Passage provided:
Vegan MoFo 5: Bittersweet Radicchio with Lentils

Last Saturday at the Farmers Market, the most gorgeous head of radicchio confronted me—a pure snow-white base striping upward into a background of subdued magenta flecked with sea-foam green from Jones Valley Farm, my affectionately named “Grey Bin People” thanks to their fascinating selection of Italian-inspired produce displayed proudly in grey plastic bins.

Ain't she a beaut?

Snuggling her comfortably into my refrigerator, I gazed upon her unrivaled elegance for a week, contemplating possible culinary implementations. I’ve found that radicchio requires special attention in the kitchen to mellow its distinct bitterness, which explains why I hesitated to simply tear off a couple of leaves and throw them into a salad, lest its harsh raw flavor mar my admiration for this exquisite orb of purple chicory.

Thus, I scavenged my cookbook collection for a recipe worthy of my lovely radicchio. Many applications called for grilling or simply sauteeing, but my mood requested a more substantial dish. Lo and behold, The Urban Vegan by Dynise Balcavage features a hearty yet refined mix of herbed lentils, sweet onions, and wilted radicchio.

Provided records:

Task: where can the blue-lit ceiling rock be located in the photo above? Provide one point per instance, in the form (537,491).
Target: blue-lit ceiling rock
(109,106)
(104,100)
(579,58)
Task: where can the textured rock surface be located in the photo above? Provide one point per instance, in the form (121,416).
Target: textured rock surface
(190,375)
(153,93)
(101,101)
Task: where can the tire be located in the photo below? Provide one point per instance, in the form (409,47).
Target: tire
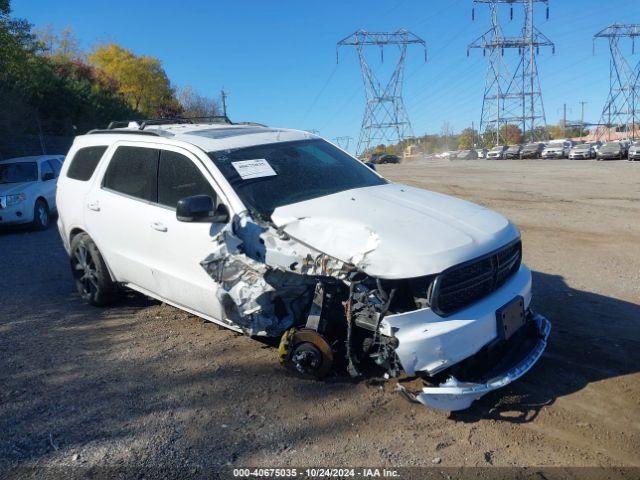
(90,273)
(41,215)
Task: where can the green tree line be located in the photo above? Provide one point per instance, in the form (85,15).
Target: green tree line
(49,85)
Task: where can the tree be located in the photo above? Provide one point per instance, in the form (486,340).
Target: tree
(195,105)
(140,79)
(467,139)
(511,134)
(63,46)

Exercise tasks:
A) In the radicchio blog post, which cookbook provided the recipe for the lentil dish?
B) Pick up the radicchio blog post after its last sentence and keep writing it.

Responses in order:
A) The Urban Vegan by Dynise Balcavage.

B)
Bittersweet Radicchio with Lentils (Gluten Free, Soy Free, Nut Free)—Adapted from The Urban Vegan.

Serves 4-6.


  • 2 cups low-sodium vegetable broth or water (Pacific Foods makes a great full-flavored broth with only 6% of your daily recommended sodium intake).
  • 1 bay leaf
  • 1 tsp dried thyme
  • 1 cup lentils (I used sprouted green lentils which cook in just 5 minutes, but you can use any type you like. I presume that French Le Puy lentils would be particularly nice.)
  • 1 tsp olive oil
  • 2 small sweet red onions (such as cipollini), diced
  • 1 large clove garlic, sliced
  • Freshly ground black pepper
  • 1 large head radicchio, shredded (cut the head in half, remove its core, then lay it on its flat cut side and slice widthwise.)
  • 1 1/2 tbsp ume plum vinegar
  • 1 tbsp agave nectar

In a medium saucepan, bring the stock or water to a boil. Add the bay leaf, thyme, and lentils then cover and simmer for 30-45 minutes until the lentils are tender but still have a bite. (Al dente, you might say?) Drain of any excess broth.

Heat oil over medium-low heat in a wide-bottom pot. Add the onions, garlic, and pepper then saute until transluscent, about 10 minutes.

Add the radicchio to the pot and let it wilt into an unattractive brown mess for about 20 minutes, stirring occasionally.

Remove from the heat then add the vinegar, agave nectar, and lentils. Whoa! The radicchio’s “trademark purple hue should now magically return,” alleges Miss Balcavage.

I served this dish hot over a bed of quinoa with a side of broccoli, but you could also enjoy it chilled, at room temperature, or perhaps in a wrap.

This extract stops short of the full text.